§ **Record list**:
____________

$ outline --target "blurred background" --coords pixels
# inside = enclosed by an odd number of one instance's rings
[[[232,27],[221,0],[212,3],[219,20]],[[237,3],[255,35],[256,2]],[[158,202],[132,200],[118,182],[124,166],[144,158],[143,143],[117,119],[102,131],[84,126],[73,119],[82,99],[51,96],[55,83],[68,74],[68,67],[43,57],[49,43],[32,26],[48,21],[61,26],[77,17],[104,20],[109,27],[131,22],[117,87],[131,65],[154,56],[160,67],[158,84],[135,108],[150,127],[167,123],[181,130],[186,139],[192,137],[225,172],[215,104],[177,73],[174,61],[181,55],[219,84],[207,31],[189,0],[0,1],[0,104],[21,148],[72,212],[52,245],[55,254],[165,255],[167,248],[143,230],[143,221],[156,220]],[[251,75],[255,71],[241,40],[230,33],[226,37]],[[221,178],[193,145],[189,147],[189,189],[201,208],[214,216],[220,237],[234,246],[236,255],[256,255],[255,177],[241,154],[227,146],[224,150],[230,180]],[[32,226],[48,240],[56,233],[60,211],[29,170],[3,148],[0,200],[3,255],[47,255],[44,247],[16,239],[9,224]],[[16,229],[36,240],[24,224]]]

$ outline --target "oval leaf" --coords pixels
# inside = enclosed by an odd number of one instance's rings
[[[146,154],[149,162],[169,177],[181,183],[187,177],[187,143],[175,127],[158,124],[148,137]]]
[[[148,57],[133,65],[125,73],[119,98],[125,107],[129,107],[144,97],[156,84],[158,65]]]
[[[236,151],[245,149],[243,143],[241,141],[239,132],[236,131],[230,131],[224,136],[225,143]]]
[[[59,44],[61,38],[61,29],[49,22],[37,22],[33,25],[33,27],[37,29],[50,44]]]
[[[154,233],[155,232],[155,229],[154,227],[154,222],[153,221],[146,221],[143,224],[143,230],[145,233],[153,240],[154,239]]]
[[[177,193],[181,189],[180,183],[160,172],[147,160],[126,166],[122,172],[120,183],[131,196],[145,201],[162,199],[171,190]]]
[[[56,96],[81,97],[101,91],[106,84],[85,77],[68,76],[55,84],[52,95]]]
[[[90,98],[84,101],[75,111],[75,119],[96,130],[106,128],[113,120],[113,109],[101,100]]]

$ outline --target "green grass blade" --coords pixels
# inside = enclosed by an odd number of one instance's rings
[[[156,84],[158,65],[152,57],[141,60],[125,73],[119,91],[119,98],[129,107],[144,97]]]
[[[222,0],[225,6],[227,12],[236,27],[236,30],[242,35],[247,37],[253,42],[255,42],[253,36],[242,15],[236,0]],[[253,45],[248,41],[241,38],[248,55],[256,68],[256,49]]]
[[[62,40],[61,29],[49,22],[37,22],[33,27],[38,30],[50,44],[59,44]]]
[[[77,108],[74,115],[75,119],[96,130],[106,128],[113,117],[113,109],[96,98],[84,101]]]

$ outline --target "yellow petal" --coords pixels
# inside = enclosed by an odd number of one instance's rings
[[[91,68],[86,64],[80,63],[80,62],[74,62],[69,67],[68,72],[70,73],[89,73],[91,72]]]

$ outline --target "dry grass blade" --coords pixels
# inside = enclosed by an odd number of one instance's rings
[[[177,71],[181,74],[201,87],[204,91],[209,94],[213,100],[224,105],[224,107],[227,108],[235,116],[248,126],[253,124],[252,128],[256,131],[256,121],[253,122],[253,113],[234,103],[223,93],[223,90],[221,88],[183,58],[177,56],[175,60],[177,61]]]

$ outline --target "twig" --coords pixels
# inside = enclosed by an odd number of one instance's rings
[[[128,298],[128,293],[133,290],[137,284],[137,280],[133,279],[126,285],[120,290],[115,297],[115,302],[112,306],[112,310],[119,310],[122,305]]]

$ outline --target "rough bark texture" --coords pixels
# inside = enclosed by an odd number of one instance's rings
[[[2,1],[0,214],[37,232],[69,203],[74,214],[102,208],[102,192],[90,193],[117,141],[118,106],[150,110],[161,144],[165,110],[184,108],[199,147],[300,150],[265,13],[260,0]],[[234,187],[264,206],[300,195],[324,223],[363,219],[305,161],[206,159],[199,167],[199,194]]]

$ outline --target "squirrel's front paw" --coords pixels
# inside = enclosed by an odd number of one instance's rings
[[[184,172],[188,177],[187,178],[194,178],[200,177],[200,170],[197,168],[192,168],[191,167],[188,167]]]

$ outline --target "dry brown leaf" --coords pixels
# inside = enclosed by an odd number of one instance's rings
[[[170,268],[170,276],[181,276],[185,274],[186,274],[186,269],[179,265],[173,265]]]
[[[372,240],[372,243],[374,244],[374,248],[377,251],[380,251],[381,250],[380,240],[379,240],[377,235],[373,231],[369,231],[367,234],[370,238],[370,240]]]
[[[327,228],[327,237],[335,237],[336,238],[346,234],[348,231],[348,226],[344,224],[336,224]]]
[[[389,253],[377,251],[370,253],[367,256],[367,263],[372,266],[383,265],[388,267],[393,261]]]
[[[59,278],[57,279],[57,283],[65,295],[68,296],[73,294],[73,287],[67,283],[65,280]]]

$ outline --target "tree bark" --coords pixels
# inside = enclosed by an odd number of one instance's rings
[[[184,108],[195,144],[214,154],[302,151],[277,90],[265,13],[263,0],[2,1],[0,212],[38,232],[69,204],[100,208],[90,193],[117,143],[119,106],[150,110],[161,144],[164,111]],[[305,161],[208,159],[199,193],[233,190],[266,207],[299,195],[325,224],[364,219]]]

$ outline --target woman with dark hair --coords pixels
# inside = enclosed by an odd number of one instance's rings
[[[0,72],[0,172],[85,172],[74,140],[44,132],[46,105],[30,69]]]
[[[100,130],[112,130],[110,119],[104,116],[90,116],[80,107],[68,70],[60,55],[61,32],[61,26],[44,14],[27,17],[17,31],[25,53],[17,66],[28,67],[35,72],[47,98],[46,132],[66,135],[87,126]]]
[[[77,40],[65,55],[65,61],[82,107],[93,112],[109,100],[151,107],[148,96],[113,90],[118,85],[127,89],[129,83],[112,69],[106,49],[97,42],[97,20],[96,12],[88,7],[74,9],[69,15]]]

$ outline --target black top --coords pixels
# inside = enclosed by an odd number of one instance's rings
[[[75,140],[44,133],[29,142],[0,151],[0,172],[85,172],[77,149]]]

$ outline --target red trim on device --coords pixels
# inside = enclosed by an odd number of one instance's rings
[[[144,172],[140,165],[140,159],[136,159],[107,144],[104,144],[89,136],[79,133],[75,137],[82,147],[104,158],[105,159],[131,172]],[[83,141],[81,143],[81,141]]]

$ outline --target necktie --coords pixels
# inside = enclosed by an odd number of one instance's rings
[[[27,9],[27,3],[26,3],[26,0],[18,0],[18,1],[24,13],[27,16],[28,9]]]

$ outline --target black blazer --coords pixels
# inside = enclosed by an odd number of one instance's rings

____________

§ **Goal of the exercise**:
Can you collect every line of the listing above that contains the string "black"? Copy each matching line in full, and treat uppercase and lowercase as different.

§ **Problem solution**:
$ outline --target black top --coords pixels
$ outline --target black blazer --coords pixels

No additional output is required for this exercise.